Chaque année, le prestigieux Prix International L’Oréal-UNESCO Pour les Femmes et la Science met à l’honneur des femmes scientifiques exceptionnelles issues de cinq grandes régions du monde : Afrique et États arabes, Amérique du Nord, Amérique latine et Caraïbes, Asie et Pacifique, et Europe. Cette année, c’est la Professeure camerounaise Rose Leke qui a été couronnée pour la région africaine.
DISTINCTION – Le 28 mai, cette distinction a été décernée à la Professeure Rose Leke, ancienne cheffe du département des maladies infectieuses et de l’immunologie et ancienne directrice du centre de biotechnologie de l’Université de Yaoundé 1 au Cameroun. À cette occasion, elle a accordé une interview exclusive à Africanews.
Professeure Rose Leke, tout d’abord félicitations. Pouvez-vous nous parler de votre récompense et de ce qu’elle représente pour vous ?

- [Liste des tâches]:
1. D'après l'extrait sur le prix L'Oréal-UNESCO, répondez aux questions suivantes :
(a) De combien de grandes régions du monde sont issues les femmes scientifiques récompensées ?
(b) À quelle date la distinction a-t-elle été décernée à la Professeure Rose Leke ?
(c) À quel média a-t-elle accordé une interview exclusive ?
2. Recopiez le passage de l'extrait sur le prix L'Oréal-UNESCO qui va de "DISTINCTION – Le" à "exclusive à Africanews.", ces deux bornes comprises.
Les lignes n'ont aucun rapport avec l'extrait.

(Éléments enregistrés)
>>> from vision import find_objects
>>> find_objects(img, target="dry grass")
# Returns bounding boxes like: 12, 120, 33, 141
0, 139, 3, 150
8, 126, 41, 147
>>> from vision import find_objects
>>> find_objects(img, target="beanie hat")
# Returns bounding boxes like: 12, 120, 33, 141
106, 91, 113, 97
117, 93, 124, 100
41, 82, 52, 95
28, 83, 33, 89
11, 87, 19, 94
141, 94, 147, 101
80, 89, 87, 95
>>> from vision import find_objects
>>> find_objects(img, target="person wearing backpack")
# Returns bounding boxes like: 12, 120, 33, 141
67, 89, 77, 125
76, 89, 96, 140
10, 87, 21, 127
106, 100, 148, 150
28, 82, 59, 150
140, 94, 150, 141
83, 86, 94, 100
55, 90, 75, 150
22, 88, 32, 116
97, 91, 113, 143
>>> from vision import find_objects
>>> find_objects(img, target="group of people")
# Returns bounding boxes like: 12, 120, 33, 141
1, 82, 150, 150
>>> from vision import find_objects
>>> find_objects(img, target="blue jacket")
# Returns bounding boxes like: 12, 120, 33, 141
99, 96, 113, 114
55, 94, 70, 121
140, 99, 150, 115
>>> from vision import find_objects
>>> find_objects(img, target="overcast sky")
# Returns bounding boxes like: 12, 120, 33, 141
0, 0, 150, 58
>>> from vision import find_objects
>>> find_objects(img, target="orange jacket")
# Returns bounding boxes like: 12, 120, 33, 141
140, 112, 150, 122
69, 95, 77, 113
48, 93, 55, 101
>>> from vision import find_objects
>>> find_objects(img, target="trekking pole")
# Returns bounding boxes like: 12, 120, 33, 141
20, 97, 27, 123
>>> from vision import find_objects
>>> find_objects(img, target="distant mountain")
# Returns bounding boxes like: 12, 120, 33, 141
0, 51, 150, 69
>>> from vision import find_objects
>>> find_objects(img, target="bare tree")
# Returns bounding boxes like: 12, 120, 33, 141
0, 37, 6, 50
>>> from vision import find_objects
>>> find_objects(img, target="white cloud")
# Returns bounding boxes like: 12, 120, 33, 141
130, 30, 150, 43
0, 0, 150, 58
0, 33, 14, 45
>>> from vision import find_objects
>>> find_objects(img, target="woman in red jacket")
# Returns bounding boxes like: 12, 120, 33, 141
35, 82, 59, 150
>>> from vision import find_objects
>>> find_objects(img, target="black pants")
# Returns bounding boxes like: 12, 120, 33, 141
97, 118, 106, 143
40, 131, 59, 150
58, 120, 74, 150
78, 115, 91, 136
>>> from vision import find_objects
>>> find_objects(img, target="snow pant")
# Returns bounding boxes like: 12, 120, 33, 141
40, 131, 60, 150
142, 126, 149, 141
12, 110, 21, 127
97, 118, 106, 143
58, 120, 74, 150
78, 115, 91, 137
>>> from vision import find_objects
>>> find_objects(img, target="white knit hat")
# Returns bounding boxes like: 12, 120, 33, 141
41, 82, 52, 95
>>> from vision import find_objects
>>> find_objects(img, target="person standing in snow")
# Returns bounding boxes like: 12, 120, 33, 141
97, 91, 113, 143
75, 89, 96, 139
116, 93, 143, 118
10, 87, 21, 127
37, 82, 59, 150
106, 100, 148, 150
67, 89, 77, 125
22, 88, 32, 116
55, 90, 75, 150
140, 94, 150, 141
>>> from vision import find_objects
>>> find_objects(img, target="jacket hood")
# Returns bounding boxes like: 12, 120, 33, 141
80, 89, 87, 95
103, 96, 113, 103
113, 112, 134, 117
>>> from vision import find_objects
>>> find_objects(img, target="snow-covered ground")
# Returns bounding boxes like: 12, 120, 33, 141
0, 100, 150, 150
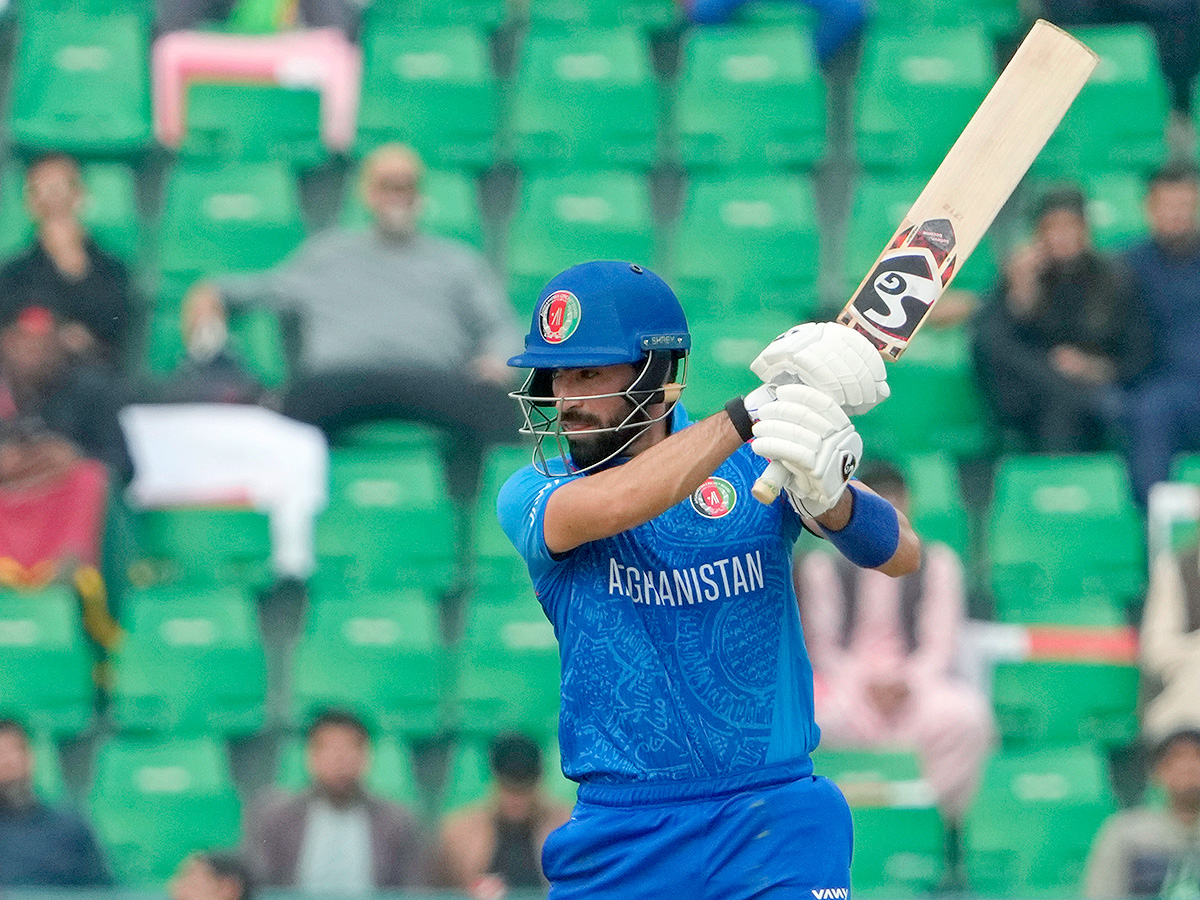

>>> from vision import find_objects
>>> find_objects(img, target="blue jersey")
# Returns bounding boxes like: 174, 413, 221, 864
498, 407, 818, 782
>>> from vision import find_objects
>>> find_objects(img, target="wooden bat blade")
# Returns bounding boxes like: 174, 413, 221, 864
751, 19, 1099, 503
838, 19, 1099, 360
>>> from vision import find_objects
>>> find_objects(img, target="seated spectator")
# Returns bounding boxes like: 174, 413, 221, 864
1141, 542, 1200, 742
0, 154, 136, 366
182, 145, 520, 503
0, 306, 132, 481
679, 0, 874, 66
437, 734, 571, 899
155, 0, 359, 35
797, 463, 994, 822
244, 710, 422, 894
0, 719, 110, 888
1126, 163, 1200, 506
1084, 730, 1200, 900
976, 188, 1152, 452
169, 853, 254, 900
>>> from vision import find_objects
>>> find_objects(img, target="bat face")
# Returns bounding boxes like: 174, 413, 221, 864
838, 218, 958, 359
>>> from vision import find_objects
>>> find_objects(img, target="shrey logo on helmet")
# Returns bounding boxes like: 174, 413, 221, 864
538, 290, 583, 343
691, 475, 738, 518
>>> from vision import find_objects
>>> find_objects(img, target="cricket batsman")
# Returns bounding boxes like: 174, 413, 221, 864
498, 256, 920, 900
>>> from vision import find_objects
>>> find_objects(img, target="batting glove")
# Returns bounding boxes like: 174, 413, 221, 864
750, 384, 863, 517
750, 322, 892, 415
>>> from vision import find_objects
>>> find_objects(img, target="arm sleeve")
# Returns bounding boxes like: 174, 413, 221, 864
496, 466, 580, 587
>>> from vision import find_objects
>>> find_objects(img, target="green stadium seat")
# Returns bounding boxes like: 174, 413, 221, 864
275, 736, 421, 808
91, 738, 240, 886
674, 26, 826, 172
317, 446, 456, 588
0, 162, 142, 265
1033, 25, 1169, 176
529, 0, 679, 30
0, 587, 94, 736
842, 175, 996, 292
145, 307, 290, 388
455, 584, 559, 738
508, 172, 655, 314
292, 585, 445, 737
342, 172, 484, 250
158, 161, 305, 301
889, 448, 971, 560
8, 12, 151, 156
365, 0, 508, 30
509, 28, 659, 169
991, 660, 1138, 746
964, 746, 1116, 898
180, 80, 329, 168
475, 444, 532, 586
110, 587, 266, 737
812, 748, 944, 898
355, 25, 497, 169
667, 175, 818, 322
683, 307, 796, 420
133, 506, 271, 587
30, 731, 67, 806
988, 453, 1145, 625
856, 23, 996, 175
1017, 172, 1146, 252
854, 326, 992, 458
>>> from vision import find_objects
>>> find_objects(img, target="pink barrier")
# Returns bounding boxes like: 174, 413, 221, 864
154, 28, 362, 151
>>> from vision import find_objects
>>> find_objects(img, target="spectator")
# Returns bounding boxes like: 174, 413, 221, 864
1141, 542, 1200, 740
155, 0, 360, 36
245, 710, 422, 894
679, 0, 874, 66
0, 306, 132, 481
438, 734, 571, 899
184, 144, 520, 502
0, 719, 110, 887
1126, 162, 1200, 505
1084, 730, 1200, 900
797, 463, 994, 822
0, 154, 134, 366
170, 853, 254, 900
976, 187, 1152, 452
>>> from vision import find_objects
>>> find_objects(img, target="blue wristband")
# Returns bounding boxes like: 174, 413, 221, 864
817, 485, 900, 569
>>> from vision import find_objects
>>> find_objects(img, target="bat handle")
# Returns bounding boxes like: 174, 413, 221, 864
750, 460, 787, 506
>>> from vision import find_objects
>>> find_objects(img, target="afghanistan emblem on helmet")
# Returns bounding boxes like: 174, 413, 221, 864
691, 476, 738, 518
538, 290, 583, 343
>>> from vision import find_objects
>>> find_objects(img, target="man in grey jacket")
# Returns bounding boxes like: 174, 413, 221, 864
242, 710, 425, 895
182, 144, 521, 500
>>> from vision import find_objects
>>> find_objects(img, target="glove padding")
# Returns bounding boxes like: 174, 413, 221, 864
750, 322, 892, 415
750, 384, 863, 517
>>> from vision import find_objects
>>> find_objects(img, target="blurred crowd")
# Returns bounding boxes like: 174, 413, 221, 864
0, 0, 1200, 900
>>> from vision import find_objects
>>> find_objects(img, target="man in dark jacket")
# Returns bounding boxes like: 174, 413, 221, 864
976, 187, 1152, 452
242, 710, 424, 894
0, 719, 110, 887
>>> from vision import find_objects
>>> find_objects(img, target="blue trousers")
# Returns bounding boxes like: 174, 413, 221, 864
542, 766, 853, 900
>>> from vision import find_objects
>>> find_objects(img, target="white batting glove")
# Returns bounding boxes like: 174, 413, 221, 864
750, 384, 863, 517
750, 322, 892, 415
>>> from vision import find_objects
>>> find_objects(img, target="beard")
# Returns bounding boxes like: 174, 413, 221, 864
559, 409, 650, 469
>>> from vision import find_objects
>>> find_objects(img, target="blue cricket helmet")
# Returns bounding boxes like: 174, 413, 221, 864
509, 260, 691, 368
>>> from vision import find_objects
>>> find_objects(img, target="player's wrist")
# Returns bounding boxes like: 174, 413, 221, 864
725, 397, 754, 443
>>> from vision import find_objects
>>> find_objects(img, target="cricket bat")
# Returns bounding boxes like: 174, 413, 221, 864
752, 19, 1099, 503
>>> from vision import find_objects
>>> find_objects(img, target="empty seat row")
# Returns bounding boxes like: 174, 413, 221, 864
10, 13, 1166, 174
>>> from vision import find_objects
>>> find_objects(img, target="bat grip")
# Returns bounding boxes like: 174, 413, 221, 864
750, 460, 787, 506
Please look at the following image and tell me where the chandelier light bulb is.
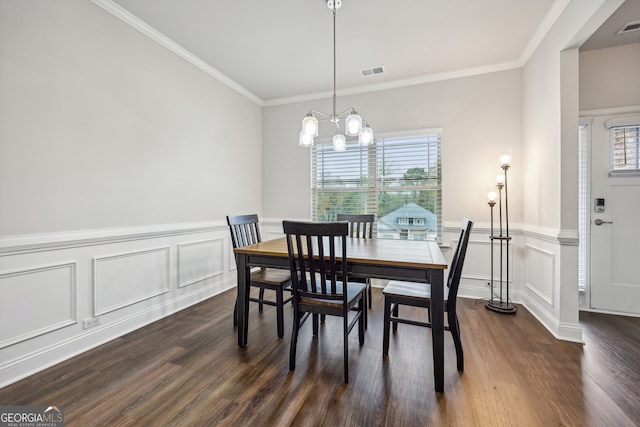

- [Résultats par tâche]:
1.
(a) Cinq.
(b) Le 28 mai.
(c) Africanews.

2.
DISTINCTION – Le 28 mai, cette distinction a été décernée à la Professeure Rose Leke, ancienne cheffe du département des maladies infectieuses et de l’immunologie et ancienne directrice du centre de biotechnologie de l’Université de Yaoundé 1 au Cameroun. À cette occasion, elle a accordé une interview exclusive à Africanews.